Mais si les parties en conviennent, il peut s’agir d’une évaluation purement économique.
Exemple :
Succession : 200 000 €
Conjoint : ¼ en pleine propriété
Logement + mobilier = 180 000 €
Conjoint : - de 61 ans révolus. Evaluation de l’usufruit 50% de la valeur de la pleine propriété.
VALORISATION DU DROIT VIAGER :
180 000 X50% X 60% = 54 000 € (contre valeur en propriété).
ATTENTION !
1-Selon les articles 764 et suivant du C. civ., la valeur du droit viager au logement vient en déduction des autres droits du conjoint dans la succession.
2-Si la valeur des autres droits du CS est supérieure à ses droits viagers, il peut prendre le complément sur les biens existants, si c’est l’inverse, il n’a droit qu’au droit viager.
3-Par ailleurs, si le droit viager est supérieur aux autres droits du conjoint dans la succession, le conjoint n’est pas tenu d’indemniser la succession pour le surplus : il n’a droit qu’à son droit viager lequel ne peut être réduit : 765 C. civ.

» Matériel de l'exercice

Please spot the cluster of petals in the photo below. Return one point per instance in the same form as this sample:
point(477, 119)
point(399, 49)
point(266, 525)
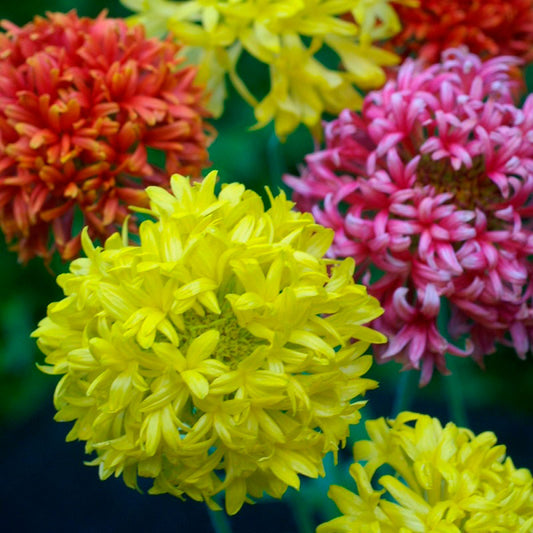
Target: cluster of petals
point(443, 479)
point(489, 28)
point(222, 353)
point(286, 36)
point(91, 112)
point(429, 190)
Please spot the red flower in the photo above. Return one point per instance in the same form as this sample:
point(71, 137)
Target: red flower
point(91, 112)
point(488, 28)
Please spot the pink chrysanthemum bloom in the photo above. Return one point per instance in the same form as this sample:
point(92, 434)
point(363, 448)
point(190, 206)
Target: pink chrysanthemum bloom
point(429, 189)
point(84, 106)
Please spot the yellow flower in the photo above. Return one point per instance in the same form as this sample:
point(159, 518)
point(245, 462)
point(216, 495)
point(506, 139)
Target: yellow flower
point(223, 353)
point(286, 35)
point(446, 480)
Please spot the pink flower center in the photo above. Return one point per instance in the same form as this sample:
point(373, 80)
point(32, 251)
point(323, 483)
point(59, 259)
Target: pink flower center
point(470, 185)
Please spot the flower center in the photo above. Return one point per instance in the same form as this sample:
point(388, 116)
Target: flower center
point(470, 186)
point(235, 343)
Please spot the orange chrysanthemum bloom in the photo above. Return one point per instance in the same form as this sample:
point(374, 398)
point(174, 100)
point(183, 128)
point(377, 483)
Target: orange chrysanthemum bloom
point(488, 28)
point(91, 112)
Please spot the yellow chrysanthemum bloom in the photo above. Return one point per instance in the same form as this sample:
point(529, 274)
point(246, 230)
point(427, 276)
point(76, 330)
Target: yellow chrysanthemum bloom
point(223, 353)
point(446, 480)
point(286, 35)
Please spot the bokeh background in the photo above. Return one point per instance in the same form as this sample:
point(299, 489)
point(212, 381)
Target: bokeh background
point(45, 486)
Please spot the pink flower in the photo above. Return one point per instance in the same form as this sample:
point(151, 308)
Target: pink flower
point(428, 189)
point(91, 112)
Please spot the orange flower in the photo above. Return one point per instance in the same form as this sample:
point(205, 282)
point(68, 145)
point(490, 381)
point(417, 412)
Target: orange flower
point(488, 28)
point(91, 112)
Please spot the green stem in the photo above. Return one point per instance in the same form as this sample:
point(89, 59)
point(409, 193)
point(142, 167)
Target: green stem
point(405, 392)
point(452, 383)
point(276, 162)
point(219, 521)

...

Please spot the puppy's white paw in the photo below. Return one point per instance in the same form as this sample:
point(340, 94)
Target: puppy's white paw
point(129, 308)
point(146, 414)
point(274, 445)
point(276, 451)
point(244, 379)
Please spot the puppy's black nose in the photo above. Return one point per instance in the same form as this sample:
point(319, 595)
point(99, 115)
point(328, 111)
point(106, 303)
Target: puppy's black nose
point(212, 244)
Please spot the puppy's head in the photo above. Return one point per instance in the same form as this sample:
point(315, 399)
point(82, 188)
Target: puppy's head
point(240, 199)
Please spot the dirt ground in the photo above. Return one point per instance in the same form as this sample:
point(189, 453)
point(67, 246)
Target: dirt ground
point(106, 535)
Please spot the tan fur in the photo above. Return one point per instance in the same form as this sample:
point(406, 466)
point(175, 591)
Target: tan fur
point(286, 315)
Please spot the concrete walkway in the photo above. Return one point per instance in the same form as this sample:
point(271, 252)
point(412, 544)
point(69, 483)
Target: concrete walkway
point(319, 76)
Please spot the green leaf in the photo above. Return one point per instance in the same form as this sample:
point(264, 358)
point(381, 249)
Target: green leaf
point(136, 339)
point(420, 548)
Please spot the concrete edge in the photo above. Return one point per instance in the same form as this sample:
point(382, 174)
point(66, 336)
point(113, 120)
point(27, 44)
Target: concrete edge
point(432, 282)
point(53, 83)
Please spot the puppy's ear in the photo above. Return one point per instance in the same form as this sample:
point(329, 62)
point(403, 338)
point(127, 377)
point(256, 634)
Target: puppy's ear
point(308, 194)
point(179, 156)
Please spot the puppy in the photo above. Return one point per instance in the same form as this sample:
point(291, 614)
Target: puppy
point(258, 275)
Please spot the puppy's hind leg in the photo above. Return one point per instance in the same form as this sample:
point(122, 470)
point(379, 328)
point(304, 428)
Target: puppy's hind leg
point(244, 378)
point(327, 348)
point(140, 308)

==

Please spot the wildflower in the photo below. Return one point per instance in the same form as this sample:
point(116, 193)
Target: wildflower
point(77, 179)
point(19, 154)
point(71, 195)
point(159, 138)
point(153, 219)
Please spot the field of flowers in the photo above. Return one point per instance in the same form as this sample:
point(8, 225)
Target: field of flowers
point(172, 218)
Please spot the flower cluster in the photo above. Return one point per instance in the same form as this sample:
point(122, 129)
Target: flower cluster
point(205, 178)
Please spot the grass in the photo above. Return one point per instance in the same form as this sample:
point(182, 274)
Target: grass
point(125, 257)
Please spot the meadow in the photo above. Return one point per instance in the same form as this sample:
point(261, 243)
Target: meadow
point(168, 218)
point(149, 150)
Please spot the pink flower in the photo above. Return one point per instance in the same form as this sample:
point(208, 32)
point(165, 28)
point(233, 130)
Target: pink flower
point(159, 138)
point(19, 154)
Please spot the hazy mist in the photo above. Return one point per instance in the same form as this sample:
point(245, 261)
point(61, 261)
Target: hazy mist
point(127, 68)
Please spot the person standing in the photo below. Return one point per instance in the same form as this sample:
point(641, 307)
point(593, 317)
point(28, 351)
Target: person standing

» Objectif A
Relevez tous les montants suivis du symbole € dans le passage sur le droit viager du conjoint.
» Objectif B
Reproduisez, parmi les lignes des blocs, la partie qui s'ouvre sur la ligne contenant « Please spot the green stem » et se ferme sur la ligne contenant « point(219, 521) », ces deux lignes comprises.
Le passage et les lignes constituent deux ensembles de données indépendants.

» Réponse complète A
200 000 €
180 000 €
54 000 €

» Réponse complète B
Please spot the green stem in the photo above. Return one point per instance in the same form as this sample:
point(89, 59)
point(409, 193)
point(142, 167)
Target: green stem
point(405, 392)
point(452, 383)
point(276, 162)
point(219, 521)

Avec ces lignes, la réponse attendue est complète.